§ **Quoted passage**
#####
30 May 2026 · 5 min read
From Paper to Precision: The Case for Digital Prescriptions
Dr. Leah Njeri
Author
Prescriptions sit at the heart of healthcare delivery. Yet in many health systems, they remain paper-based, prone to errors, inefficiencies, and limited traceability.
Digital prescriptions, or e-prescriptions, represent a simple yet powerful transformation. By digitizing the prescribing process, healthcare providers can ensure accuracy, improve patient safety, and enable integration with broader health systems.
Fewer medication errors
One of the most significant benefits of digital prescriptions is the reduction of medication errors. Illegible handwriting, incorrect drug selection, and dosing mistakes are common risks in paper-based systems. Digital prescribing tools, integrated with standardized drug catalogues, eliminate these challenges by allowing providers to select medicines from a validated list.
Digital prescriptions also enable:
Clinical decision support (e.g., dosage checks, drug interactions).
#####
§ **Aim of the task**
According to the article on digital prescriptions, how do digital prescribing tools eliminate the risks of paper-based systems?

§ **Information supplied**
#####
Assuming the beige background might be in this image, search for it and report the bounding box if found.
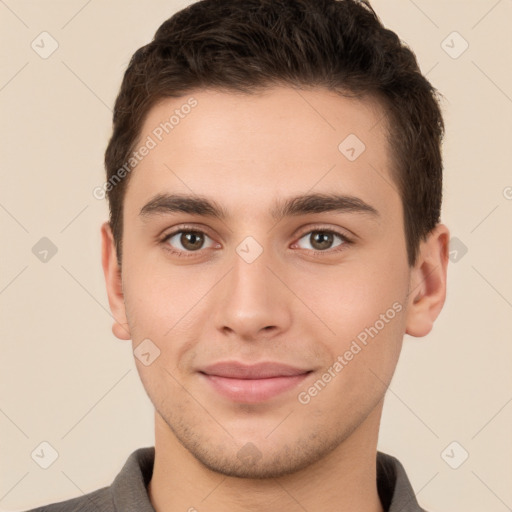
[0,0,512,512]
#####
§ **Task result**
They are integrated with standardized drug catalogues and let providers select medicines from a validated list.